> Your instructions: Would you extract the whole listing below and retype it exactly?

> Dataset entries:
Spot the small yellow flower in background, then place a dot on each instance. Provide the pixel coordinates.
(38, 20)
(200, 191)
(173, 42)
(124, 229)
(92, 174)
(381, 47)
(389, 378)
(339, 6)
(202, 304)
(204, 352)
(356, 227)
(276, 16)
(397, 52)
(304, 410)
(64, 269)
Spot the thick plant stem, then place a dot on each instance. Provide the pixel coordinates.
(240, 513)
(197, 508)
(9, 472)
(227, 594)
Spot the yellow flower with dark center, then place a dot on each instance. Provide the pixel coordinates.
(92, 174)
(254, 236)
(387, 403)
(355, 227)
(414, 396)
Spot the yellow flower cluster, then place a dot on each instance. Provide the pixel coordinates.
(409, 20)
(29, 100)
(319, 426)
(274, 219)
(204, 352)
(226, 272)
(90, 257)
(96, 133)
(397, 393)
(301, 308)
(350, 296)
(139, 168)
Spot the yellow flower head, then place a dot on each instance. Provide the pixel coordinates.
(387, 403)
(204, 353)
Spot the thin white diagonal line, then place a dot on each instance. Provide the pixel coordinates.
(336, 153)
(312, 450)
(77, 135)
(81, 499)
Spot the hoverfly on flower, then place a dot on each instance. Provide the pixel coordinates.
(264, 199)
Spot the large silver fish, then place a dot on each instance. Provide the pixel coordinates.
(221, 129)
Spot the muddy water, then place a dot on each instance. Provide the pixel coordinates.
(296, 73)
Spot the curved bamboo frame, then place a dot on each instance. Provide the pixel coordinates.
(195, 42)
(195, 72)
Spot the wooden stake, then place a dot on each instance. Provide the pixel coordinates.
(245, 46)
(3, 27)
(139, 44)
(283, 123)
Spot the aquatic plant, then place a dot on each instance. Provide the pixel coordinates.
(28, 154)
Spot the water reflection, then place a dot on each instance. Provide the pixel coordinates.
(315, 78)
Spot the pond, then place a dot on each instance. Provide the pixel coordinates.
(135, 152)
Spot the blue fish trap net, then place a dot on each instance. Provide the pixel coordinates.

> Correct answer:
Spot the small yellow flower in background, then place a dot on each instance. Provide the pixel coordinates.
(38, 20)
(200, 191)
(173, 42)
(124, 229)
(92, 174)
(381, 47)
(389, 378)
(339, 6)
(202, 304)
(204, 352)
(356, 227)
(276, 16)
(397, 52)
(304, 410)
(64, 269)
Spot the thick plant stem, then place a dot on each instance. Provide the pixel coordinates.
(240, 513)
(197, 508)
(9, 472)
(227, 594)
Spot the yellow flower with dark center, then place a dot on each instance. Provide the pixel coordinates.
(92, 174)
(254, 236)
(387, 403)
(355, 227)
(414, 396)
Spot the yellow flower cluster, then place a dot on each instance. Provide the pixel coordinates.
(409, 20)
(29, 100)
(319, 426)
(274, 219)
(204, 352)
(226, 272)
(90, 257)
(96, 133)
(397, 393)
(301, 308)
(350, 296)
(139, 168)
Spot the yellow flower head, then place a dot on each instance. Provide the pixel coordinates.
(387, 403)
(204, 353)
Spot the thin white diagonal line, then place a dot on each instance. Provide the pixel coordinates.
(336, 153)
(312, 450)
(77, 135)
(81, 499)
Spot the hoverfly on flower, then place a dot on each instance. Provide the pixel coordinates.
(264, 199)
Spot the large silver fish, then place a dot on each instance. Provide the pixel coordinates.
(221, 129)
Spot the muddy water, then place a dot on each instance. Provide the pixel coordinates.
(296, 73)
Spot the curved bamboo frame, then place a dot on each instance. Provide the pixel coordinates.
(195, 42)
(195, 72)
Spot the wooden stake, then place a dot on each instance. Provide the pixel coordinates.
(245, 46)
(3, 27)
(139, 44)
(283, 123)
Spot the aquatic plant, then place a dot on each instance. Provide the pixel coordinates.
(28, 154)
Spot the water reflection, then place a dot on each instance. Provide the pixel coordinates.
(315, 78)
Spot the pond, then place a dot on each instance. Provide the pixel coordinates.
(135, 152)
Spot the blue fish trap net, then place a dot on each instance. Provide the pixel coordinates.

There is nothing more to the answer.